Esiste quindi un’interdipendenza: l’uomo è creato a immagine e somiglianza di Dio, il creato porta le tracce del creatore, come afferma san Paolo nella Lettera ai Romani: “Infatti, dalla creazione del mondo in poi, le sue perfezioni invisibili possono essere contemplate con l’intelletto nelle opere da lui compiute, come la sua eterna potenza e divinità” (Rm. 1,20), e anche tra la creatura e il creato esiste un’interdipendenza, l’uomo è stato a volte considerato come una ricapitolazione della creazione, un cosmo in piccolo, un microcosmo rispetto al cosmo nella sua totalità, il macrocosmo. Per questo i problemi ambientali non possono essere esaminati separatamente dalle relazioni interpersonali e dalla relazione dell’uomo con Dio, come sostiene la terza citazione: «non si può proporre una relazione con l’ambiente a prescindere da quella con le altre persone e con Dio. Sarebbe un individualismo romantico travestito da bellezza ecologica e un asfissiante rinchiudersi nell’immanenza» (n. 119). L’apertura alla trascendenza diventa la condizione imprescindibile per inquadrare correttamente la questione ambientale.
La struttura dell’enciclica
L’enciclica non ü un insieme di tesi in ordine casuale, ma presenta un filo logico e una struttura ben precisa, che è necessario analizzare per comprendere l’enciclica L’enciclica consiste di un’introduzione e di sei capitoli.

[Lavoro richiesto] Prosegui il testo sull’enciclica e sulla questione ambientale, riprendendo subito dopo l’ultima frase riportata.

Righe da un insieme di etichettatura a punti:

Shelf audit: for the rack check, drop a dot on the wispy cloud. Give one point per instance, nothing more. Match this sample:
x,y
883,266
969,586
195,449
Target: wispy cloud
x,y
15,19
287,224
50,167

[Risposta scritta]
L’introduzione (nn.1-16) riporta una serie di citazioni riguardanti temi ecologici, tratte da documenti del Magistero, soprattutto di san Giovanni Paolo II, ma anche di Benedetto XVI e di numerose conferenze episcopali. Ma anche tutta la LS utilizza ampiamente citazioni del Magistero, delle 170 citazioni più di sessanta sono tratte da documenti dei due predecessori di papa Francesco, poco meno sono le citazioni di una quindicina di conferenze episcopali di tutto il mondo, dal Canada all’Australia, dal Paraguay alla Germania. La LS si inserisce nel solco della tradizione, non rappresenta qualcosa di completamente nuovo nella Chiesa, ma piuttosto la trattazione sistematica operata da papa Francesco di dichiarazioni del Magistero sparse in un’infinità di documenti, naturalmente anche con il suo apporto originale.
Il primo capitolo (nn. 17-61), dal titolo Quello che sta accadendo nella nostra casa offre una prima descrizione dei problemi ambientali.
Il secondo capitolo (nn. 62-100), dal titolo Il Vangelo della creazione, è senz’altro il più importante, fornisce infatti l’interpretazione della crisi ecologica dal punto di vista della Sacra Scrittura e della teologia della creazione utilizzando “i grandi racconti biblici sul rapporto dell’essere umano con il mondo” (n. 65).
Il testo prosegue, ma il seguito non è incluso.